#### Short task:
Please list every line of the listing below that contains the word "dress", matching case exactly.

#### Pointing and labeling listing:
################
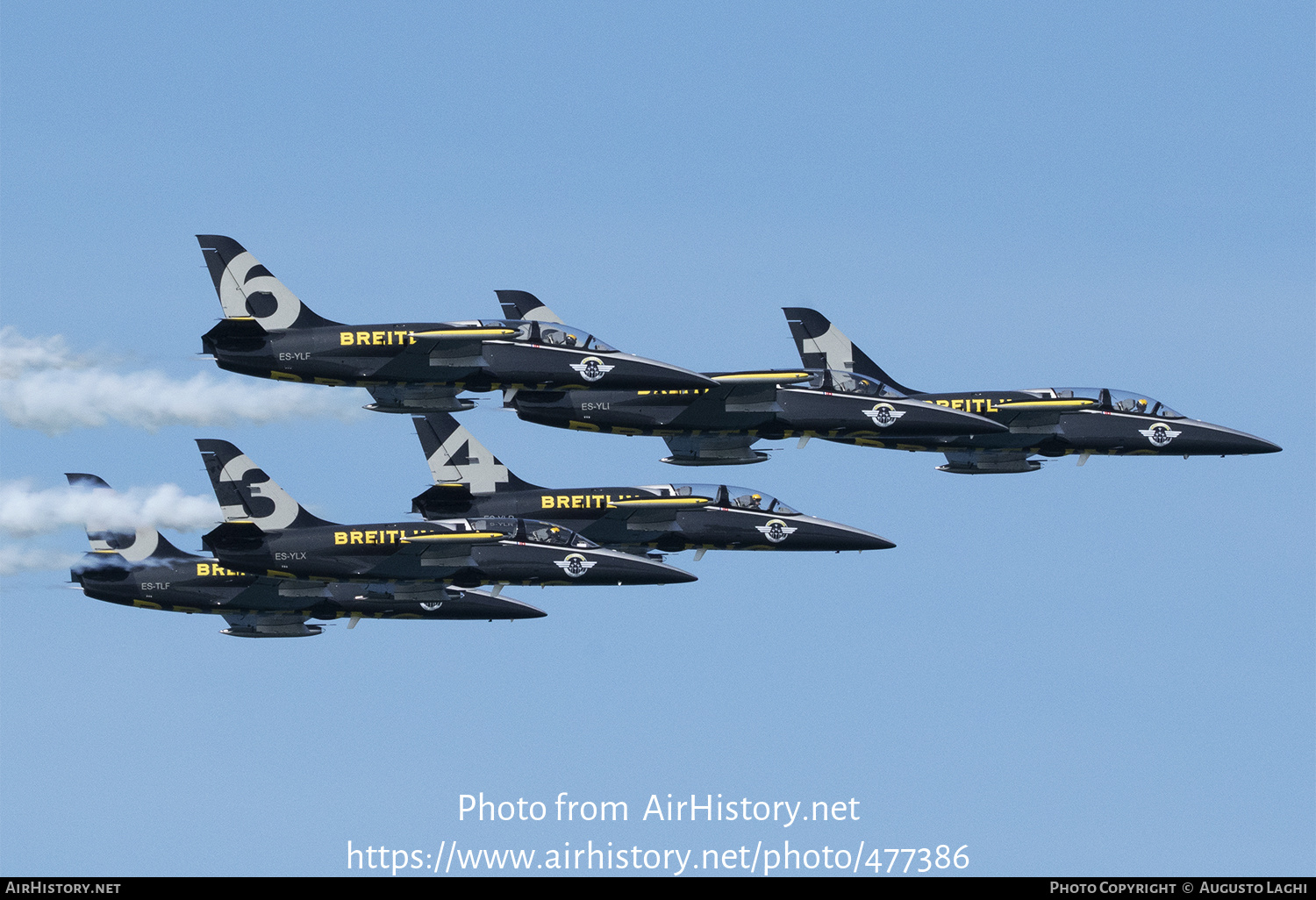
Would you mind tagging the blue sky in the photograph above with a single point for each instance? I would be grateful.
(1084, 670)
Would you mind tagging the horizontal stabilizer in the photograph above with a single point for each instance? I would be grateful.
(821, 345)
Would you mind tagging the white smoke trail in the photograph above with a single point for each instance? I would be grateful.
(25, 512)
(21, 560)
(46, 387)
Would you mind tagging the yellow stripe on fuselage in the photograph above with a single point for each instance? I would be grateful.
(460, 536)
(466, 332)
(765, 378)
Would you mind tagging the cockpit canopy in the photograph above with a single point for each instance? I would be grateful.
(553, 334)
(850, 383)
(534, 532)
(1116, 400)
(726, 495)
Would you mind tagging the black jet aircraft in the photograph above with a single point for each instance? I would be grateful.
(266, 532)
(718, 425)
(470, 481)
(1042, 421)
(139, 568)
(410, 366)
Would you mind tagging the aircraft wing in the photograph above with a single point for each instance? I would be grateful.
(989, 462)
(652, 513)
(712, 450)
(268, 625)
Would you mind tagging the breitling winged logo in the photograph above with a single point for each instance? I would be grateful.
(776, 531)
(574, 565)
(1158, 434)
(883, 415)
(592, 368)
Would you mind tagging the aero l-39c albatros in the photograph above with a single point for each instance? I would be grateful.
(841, 395)
(470, 481)
(266, 532)
(139, 568)
(410, 366)
(718, 425)
(1045, 421)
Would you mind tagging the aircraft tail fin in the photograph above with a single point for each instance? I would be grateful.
(821, 345)
(457, 457)
(133, 544)
(247, 494)
(523, 304)
(247, 289)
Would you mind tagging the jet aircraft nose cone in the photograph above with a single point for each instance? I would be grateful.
(1227, 441)
(842, 537)
(654, 573)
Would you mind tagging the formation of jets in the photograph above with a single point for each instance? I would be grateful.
(274, 566)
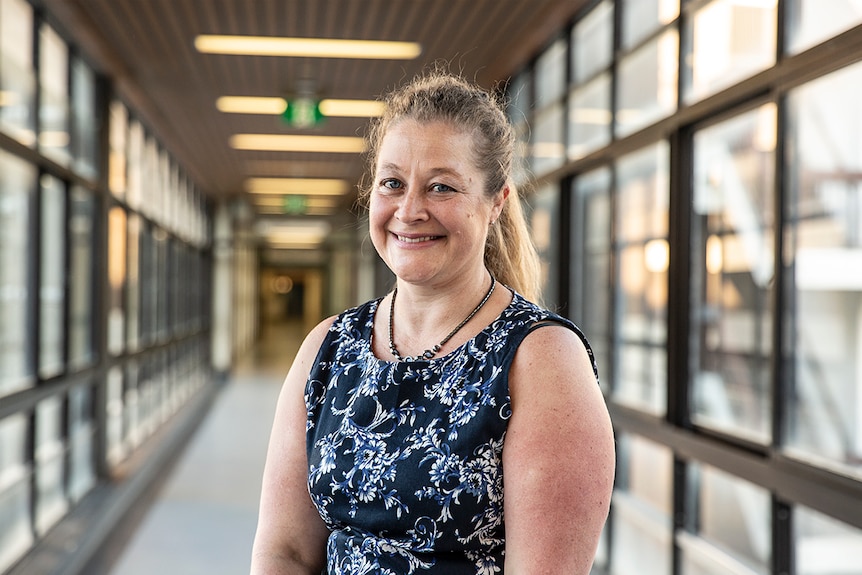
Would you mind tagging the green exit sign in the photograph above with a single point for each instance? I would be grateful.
(294, 204)
(302, 112)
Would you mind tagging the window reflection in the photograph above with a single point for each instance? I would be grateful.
(82, 427)
(590, 117)
(591, 260)
(82, 218)
(647, 84)
(86, 124)
(52, 289)
(825, 545)
(17, 72)
(17, 182)
(54, 96)
(809, 24)
(824, 247)
(640, 18)
(728, 40)
(640, 377)
(118, 138)
(544, 222)
(551, 74)
(642, 508)
(548, 150)
(117, 235)
(729, 527)
(733, 273)
(50, 464)
(16, 533)
(593, 42)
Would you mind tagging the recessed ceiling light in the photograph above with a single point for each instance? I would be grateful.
(298, 143)
(277, 201)
(304, 186)
(307, 47)
(328, 107)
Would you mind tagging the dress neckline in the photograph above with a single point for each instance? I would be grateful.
(372, 312)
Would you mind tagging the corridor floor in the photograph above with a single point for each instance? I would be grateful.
(204, 517)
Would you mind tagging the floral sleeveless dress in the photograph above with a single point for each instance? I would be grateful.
(405, 458)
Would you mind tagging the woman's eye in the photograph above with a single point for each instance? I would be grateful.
(441, 188)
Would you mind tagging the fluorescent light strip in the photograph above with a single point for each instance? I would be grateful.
(275, 106)
(298, 143)
(307, 47)
(277, 201)
(303, 186)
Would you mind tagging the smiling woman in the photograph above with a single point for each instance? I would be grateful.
(403, 439)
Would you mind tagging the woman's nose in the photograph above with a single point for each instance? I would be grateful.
(411, 207)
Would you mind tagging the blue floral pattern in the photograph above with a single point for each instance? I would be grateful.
(405, 458)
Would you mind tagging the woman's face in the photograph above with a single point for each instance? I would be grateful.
(428, 214)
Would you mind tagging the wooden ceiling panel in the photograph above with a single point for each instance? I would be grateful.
(149, 46)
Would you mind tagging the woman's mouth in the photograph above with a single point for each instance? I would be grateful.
(415, 240)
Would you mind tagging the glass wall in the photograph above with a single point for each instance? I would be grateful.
(824, 270)
(641, 256)
(709, 243)
(17, 72)
(17, 188)
(734, 273)
(96, 281)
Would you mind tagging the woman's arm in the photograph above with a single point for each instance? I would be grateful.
(291, 536)
(558, 459)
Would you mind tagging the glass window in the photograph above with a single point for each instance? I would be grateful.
(825, 545)
(51, 503)
(52, 280)
(824, 258)
(641, 18)
(544, 223)
(641, 253)
(82, 219)
(117, 235)
(730, 526)
(591, 261)
(135, 165)
(16, 533)
(734, 269)
(809, 24)
(642, 510)
(647, 86)
(85, 119)
(118, 138)
(54, 102)
(548, 150)
(593, 42)
(82, 473)
(17, 182)
(17, 73)
(728, 40)
(590, 117)
(551, 74)
(133, 293)
(115, 427)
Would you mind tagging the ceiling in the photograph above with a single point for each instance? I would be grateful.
(147, 46)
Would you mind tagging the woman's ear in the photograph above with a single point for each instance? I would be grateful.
(499, 202)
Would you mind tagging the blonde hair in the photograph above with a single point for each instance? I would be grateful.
(439, 96)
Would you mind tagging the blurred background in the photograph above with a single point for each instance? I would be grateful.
(178, 207)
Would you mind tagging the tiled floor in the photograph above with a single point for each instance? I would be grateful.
(204, 517)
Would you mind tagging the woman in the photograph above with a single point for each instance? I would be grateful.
(403, 438)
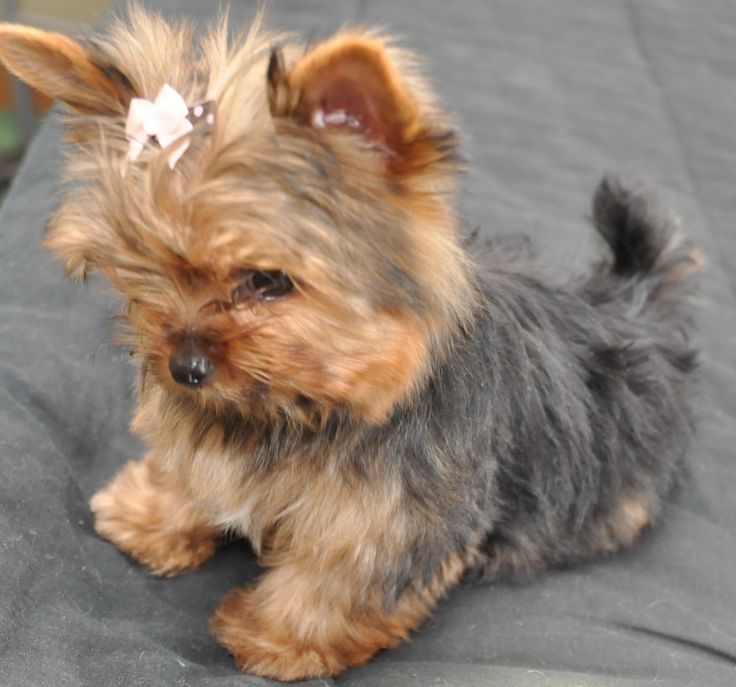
################
#### Answer below:
Would you mind tagging the dress neckline in the photograph above with a single point for each instance? I would be grateful.
Would you mind tagging the floral sleeveless dress in the photograph above with a single point for each instance? I would be grateful.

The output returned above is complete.